## begin Task inputs

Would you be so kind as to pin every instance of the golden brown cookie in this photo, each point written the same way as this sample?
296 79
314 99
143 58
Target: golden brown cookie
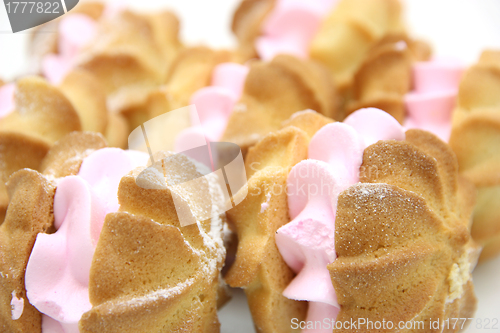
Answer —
190 71
475 138
247 25
384 77
30 211
348 33
259 267
145 238
42 116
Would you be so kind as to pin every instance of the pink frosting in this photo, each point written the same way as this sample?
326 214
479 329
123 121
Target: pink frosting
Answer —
430 105
57 275
7 104
75 31
214 105
307 243
291 26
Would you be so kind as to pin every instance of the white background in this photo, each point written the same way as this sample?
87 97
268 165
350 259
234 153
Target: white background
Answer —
458 28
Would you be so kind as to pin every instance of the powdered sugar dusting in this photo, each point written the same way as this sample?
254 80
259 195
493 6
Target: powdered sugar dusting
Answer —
17 306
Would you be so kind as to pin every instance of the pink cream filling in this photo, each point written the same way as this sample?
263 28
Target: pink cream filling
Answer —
291 26
307 243
75 31
214 105
430 105
57 274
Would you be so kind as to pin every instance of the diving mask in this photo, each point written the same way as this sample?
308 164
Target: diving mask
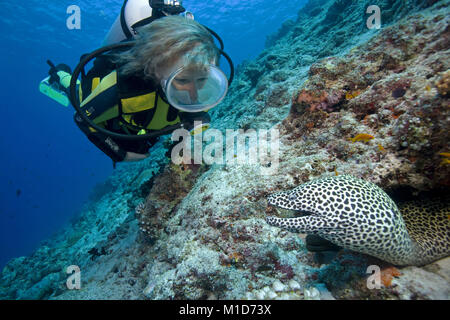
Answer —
194 89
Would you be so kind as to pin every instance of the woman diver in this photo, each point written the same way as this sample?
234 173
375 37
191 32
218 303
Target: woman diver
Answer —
169 77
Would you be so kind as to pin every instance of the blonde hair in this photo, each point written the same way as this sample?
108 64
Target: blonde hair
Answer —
164 41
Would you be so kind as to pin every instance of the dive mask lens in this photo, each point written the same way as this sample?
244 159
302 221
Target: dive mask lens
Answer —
194 89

## end Task inputs

§ **Requirements**
Rewrite all of the material above with every "this photo" changed to "this image" and nothing else altered. Leave the pictures out of your answer.

§ **Task output**
Would you be so kind as to pin every instance of the golden brown cookie in this image, each point written the same way as this sample?
296 79
314 99
143 58
Target: golden brown cookie
Answer —
190 71
475 138
247 25
384 77
30 211
348 33
259 267
145 238
42 116
Would you be so kind as to pin every instance of the pink frosting in this image, each point written the same way as this sample?
326 214
479 329
123 121
Target: pink frosting
Answer —
430 105
57 275
7 104
75 31
214 105
307 243
291 26
Would you be so kind as to pin every instance of the white background in this image, each point written the same way as this sample?
87 97
268 165
350 259
234 153
Target: white background
Answer —
458 28
Would you be so kind as to pin every instance of the powdered sugar dusting in this image, each point written the same way as this sample?
254 80
259 195
493 6
Target: powdered sugar dusting
Answer —
17 306
Would you be so kind as to pin every instance of the pink cream filling in this image, each point written the same way as this sample?
263 28
Target: pink cream filling
Answer —
291 26
307 243
75 31
214 105
430 105
57 274
Would you be so kind as to pin every instance of the diving mask in this image, each point written the same way as this sample?
308 164
Target: diving mask
Answer —
194 89
Would you be so kind as to pin every instance of the woman diver in this image, each point written the same way as this sample?
234 173
375 37
191 32
218 303
Target: woman diver
Answer —
169 77
Would you be so kind as to pin every instance of the blonde hair in this image, each point written the same way as this sample?
108 64
Target: blonde hair
Answer —
164 41
Would you be so kind as to pin every instance of the dive mask lens in this image, each point written the same way as this sample?
244 159
302 221
Target: dive mask lens
Answer —
194 89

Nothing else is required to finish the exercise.